Objective:
Output the material below in full, exactly as it is.

[Dataset excerpts on object pointing]
— Start —
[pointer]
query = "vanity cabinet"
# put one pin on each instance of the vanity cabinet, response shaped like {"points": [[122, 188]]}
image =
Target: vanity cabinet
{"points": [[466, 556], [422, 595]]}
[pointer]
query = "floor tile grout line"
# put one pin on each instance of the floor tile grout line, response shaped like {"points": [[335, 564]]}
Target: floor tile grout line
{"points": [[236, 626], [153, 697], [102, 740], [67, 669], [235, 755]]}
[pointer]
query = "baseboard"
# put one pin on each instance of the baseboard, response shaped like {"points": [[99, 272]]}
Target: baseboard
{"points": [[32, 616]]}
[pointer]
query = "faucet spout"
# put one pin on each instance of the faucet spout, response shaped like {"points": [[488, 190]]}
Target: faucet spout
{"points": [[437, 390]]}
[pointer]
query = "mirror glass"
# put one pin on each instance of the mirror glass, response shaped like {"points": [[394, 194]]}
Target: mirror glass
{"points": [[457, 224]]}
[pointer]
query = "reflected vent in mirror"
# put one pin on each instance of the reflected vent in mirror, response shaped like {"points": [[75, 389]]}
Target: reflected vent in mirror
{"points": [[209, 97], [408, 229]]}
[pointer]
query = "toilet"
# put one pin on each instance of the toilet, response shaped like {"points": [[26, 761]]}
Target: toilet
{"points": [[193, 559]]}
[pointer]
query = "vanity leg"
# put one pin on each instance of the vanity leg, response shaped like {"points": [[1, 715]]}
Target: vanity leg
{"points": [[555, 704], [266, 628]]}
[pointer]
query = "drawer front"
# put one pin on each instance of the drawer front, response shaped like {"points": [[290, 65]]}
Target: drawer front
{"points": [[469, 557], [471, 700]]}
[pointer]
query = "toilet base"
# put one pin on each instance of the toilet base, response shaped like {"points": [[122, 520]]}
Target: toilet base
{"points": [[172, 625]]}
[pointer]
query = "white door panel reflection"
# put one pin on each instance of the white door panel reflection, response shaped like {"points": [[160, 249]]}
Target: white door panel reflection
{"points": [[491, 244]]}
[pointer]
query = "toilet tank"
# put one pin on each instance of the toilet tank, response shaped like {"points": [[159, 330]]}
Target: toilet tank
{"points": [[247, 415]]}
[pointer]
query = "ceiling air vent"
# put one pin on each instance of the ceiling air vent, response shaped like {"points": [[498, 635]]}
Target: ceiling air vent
— End —
The output:
[pointer]
query = "vanity cabinet"
# put one pin on each instance of the vanity cabinet, response shaped like {"points": [[122, 188]]}
image =
Target: vanity cabinet
{"points": [[466, 556], [422, 595]]}
[pointer]
query = "floor tile grout line"
# put one pin on each instance of the floor tile grout line, response shaped like {"points": [[335, 564]]}
Target: floor tile grout line
{"points": [[236, 626], [153, 697], [102, 740], [67, 669], [235, 755]]}
[pointer]
query = "baseboard"
# put one pin on each instance of the baseboard, response shaped like {"points": [[99, 272]]}
Target: baseboard
{"points": [[32, 616]]}
[pointer]
query = "faucet spout"
# put one pin on each instance of the faucet spout, response shaped like {"points": [[488, 190]]}
Target: faucet spout
{"points": [[437, 390]]}
[pointer]
query = "mirror glass"
# put one pin on each instance of the mirror glass, response shaped like {"points": [[394, 194]]}
Target: mirror glass
{"points": [[457, 224]]}
[pointer]
query = "reflected vent in mirror"
# put one pin on each instance of the reflected vent in mirror, response shaped like {"points": [[75, 389]]}
Target: reflected vent in mirror
{"points": [[209, 97], [408, 229]]}
[pointer]
query = "toilet"
# put one pin on each instance of the toilet, response shaped like {"points": [[26, 761]]}
Target: toilet
{"points": [[193, 559]]}
[pointer]
query = "vanity leg"
# put one pin on each instance of the vanity leg, response shaped like {"points": [[1, 715]]}
Target: vanity leg
{"points": [[555, 704], [266, 628]]}
[pointer]
query = "drawer front"
# put one pin on each instance of the drawer front, response shaped like {"points": [[290, 65]]}
Target: drawer front
{"points": [[469, 557], [471, 700]]}
[pointer]
query = "toilet base"
# put one pin on each instance of the toilet base, response shaped like {"points": [[122, 520]]}
Target: toilet base
{"points": [[172, 625]]}
[pointer]
query = "white door panel reflection"
# put one pin on each instance of the white door panel reflection, response shaped like {"points": [[160, 249]]}
Target: white door panel reflection
{"points": [[491, 244]]}
[pointer]
query = "toilet tank"
# put one pin on each instance of the toilet tank, response shaped like {"points": [[159, 330]]}
Target: toilet tank
{"points": [[247, 415]]}
[pointer]
query = "ceiling air vent"
# put one pin on each instance of the ceiling air vent, response shaped like {"points": [[498, 635]]}
Target: ceiling air vent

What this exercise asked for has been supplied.